* THE REQUEST: Arrange each line of the data below as a row in a Markdown table, skipping blank lines. Use two columns, Row and Line: Row holds the row number and Line holds the line itself.

* THE RECORDS:

━━━━

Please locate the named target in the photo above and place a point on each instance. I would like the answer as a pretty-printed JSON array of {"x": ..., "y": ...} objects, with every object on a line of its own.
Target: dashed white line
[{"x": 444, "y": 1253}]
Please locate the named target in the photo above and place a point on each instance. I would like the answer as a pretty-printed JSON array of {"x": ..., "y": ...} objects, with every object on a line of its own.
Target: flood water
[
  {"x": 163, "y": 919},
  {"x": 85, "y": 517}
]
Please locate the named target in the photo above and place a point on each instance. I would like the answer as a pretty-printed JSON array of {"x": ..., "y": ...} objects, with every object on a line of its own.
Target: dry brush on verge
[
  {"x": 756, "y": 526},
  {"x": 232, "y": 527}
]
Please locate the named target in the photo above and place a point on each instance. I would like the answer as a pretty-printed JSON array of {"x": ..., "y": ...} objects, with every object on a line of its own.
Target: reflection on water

━━━━

* CORRECT OUTPUT:
| Row | Line |
|---|---|
| 1 | Please locate the named target in the photo above and place a point on each instance. I would like the answer as a pretty-printed JSON array of {"x": ..., "y": ...} objects, with every object on a line of its own. |
| 2 | Target: dashed white line |
| 3 | [{"x": 444, "y": 1253}] |
| 4 | Please locate the named target in the photo above and place a point on each instance. I would like the answer as a pretty-printed JSON array of {"x": ..., "y": ...} objects, with every object on a line of its own. |
| 5 | Target: flood water |
| 6 | [ |
| 7 |   {"x": 163, "y": 919}, |
| 8 |   {"x": 85, "y": 517} |
| 9 | ] |
| 10 | Please locate the named target in the photo above and place a point on each instance. I would like the answer as a pretty-printed JSON array of {"x": ..., "y": ...} objects, with every object on a line of its own. |
| 11 | Target: dry brush on verge |
| 12 | [ |
| 13 |   {"x": 756, "y": 526}, |
| 14 |   {"x": 232, "y": 527} |
| 15 | ] |
| 16 | Please locate the named target in the photo above and place a point on each instance. I would like the answer as a pretty-printed JSON array of {"x": ..., "y": ...} objects, with every object on a line of its own. |
| 17 | Target: reflection on water |